• _REQUIRED TASK_
Please reproduce the whole listing below word for word, leaving out the pictures.

Saved data entries
--------

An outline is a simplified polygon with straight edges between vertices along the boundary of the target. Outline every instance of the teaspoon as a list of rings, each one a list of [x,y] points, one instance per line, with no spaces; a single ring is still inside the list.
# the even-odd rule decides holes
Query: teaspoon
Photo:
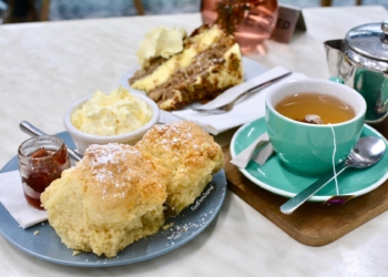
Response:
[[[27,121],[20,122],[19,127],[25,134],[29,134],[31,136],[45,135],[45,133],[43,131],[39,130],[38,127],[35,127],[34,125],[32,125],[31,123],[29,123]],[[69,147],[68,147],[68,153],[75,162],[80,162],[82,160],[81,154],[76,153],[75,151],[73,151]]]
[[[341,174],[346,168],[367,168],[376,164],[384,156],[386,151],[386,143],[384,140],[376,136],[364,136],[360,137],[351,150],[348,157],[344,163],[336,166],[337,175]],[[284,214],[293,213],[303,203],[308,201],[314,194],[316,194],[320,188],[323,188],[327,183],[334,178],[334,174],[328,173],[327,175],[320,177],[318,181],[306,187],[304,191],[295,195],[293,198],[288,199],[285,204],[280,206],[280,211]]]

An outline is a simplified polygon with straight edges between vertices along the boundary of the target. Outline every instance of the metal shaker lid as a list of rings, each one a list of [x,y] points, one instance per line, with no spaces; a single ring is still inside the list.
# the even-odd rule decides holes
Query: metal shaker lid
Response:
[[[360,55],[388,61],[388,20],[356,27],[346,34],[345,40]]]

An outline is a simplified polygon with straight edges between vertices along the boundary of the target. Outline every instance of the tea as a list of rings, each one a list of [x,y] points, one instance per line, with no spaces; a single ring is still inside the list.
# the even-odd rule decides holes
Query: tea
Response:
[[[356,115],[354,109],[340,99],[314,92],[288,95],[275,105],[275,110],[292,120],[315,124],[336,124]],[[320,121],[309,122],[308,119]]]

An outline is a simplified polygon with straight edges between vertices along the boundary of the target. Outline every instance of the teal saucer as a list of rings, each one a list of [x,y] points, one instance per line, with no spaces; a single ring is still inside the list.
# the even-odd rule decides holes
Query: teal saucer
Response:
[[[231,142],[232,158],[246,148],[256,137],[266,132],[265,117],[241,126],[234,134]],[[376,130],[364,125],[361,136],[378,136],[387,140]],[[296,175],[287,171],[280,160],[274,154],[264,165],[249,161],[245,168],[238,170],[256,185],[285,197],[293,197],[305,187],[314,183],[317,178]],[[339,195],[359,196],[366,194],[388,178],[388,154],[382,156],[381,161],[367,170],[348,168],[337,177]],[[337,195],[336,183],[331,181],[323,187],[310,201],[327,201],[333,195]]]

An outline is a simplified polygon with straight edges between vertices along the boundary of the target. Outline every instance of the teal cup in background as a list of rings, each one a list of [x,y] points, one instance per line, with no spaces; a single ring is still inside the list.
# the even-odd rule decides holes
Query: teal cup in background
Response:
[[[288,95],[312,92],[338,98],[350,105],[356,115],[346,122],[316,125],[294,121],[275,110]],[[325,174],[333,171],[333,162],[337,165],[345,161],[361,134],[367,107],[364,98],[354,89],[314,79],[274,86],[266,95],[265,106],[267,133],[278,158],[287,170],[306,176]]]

--------

• _ANSWER TO THIS PROBLEM_
An outline is a simplified polygon with straight edges between vertices along the boundary of the target. Outline every instance of the teaspoon as a list of rings, each one a list of [x,y] points, one instance per line, with no spaces; a single ring is still inside the list.
# the even-odd rule decides holes
Query: teaspoon
Photo:
Response:
[[[27,121],[20,122],[19,127],[25,134],[29,134],[31,136],[45,135],[45,133],[43,131],[39,130],[38,127],[35,127],[34,125],[32,125],[31,123],[29,123]],[[69,147],[68,147],[68,153],[75,162],[80,162],[82,160],[81,154],[76,153],[75,151],[73,151]]]
[[[341,174],[346,168],[367,168],[376,164],[384,156],[386,151],[386,143],[384,140],[376,136],[364,136],[360,137],[351,150],[348,157],[344,163],[336,166],[337,175]],[[284,214],[293,213],[303,203],[308,201],[314,194],[316,194],[320,188],[323,188],[327,183],[334,178],[334,174],[328,173],[327,175],[320,177],[318,181],[306,187],[304,191],[295,195],[293,198],[288,199],[285,204],[280,206],[280,211]]]

An outline is a simplified polygon with straight edges between vertices along the boundary of the target. Outline every instance of the metal shaker lid as a list of rings, each one a list of [x,y] points, one instance per line, with no spaces; a single ring is still inside the list.
# the even-odd rule decides holes
Query: metal shaker lid
Response:
[[[360,55],[388,61],[388,20],[356,27],[346,34],[345,40]]]

An outline is a simplified polygon with straight edges between vertices along the boundary of the target. Outline every instance of the tea as a list of rings, each one a list of [x,y] points, one instance per line, with no spaces; a single ring is still inside the list.
# the even-odd rule decides holes
Query: tea
Response:
[[[356,115],[354,109],[340,99],[314,92],[288,95],[275,105],[275,110],[292,120],[315,124],[336,124]],[[320,121],[309,122],[308,119]]]

An outline is a simplified polygon with straight edges between vertices along the boundary of the target. Outline every instance of the teal saucer as a list of rings, each one a list of [x,y] points, one instance per line, with no spaces; a single ring is still inside the list.
# the even-odd rule decides holes
Query: teal saucer
Response:
[[[231,142],[232,158],[246,148],[256,137],[266,132],[265,117],[241,126],[234,134]],[[376,130],[364,125],[361,136],[378,136],[387,140]],[[296,175],[287,171],[280,160],[274,154],[264,165],[249,161],[245,168],[238,170],[256,185],[285,197],[293,197],[305,187],[314,183],[317,178]],[[339,195],[359,196],[366,194],[388,178],[388,154],[382,156],[381,161],[367,170],[348,168],[337,177]],[[337,195],[336,183],[331,181],[323,187],[310,201],[327,201],[333,195]]]

An outline is a simplified polygon with straight edges between vertices along the boundary of the target. Outline every instance of the teal cup in background as a list of rings, each one a list of [x,y] points, one instance per line, with no spaces; a single ring is still inside the list.
# the even-odd rule decides holes
Query: teal cup in background
Response:
[[[288,95],[312,92],[338,98],[350,105],[356,115],[346,122],[316,125],[294,121],[275,110]],[[325,174],[333,171],[333,162],[337,165],[345,161],[361,134],[367,107],[364,98],[354,89],[314,79],[274,86],[266,95],[265,106],[267,133],[278,158],[287,170],[306,176]]]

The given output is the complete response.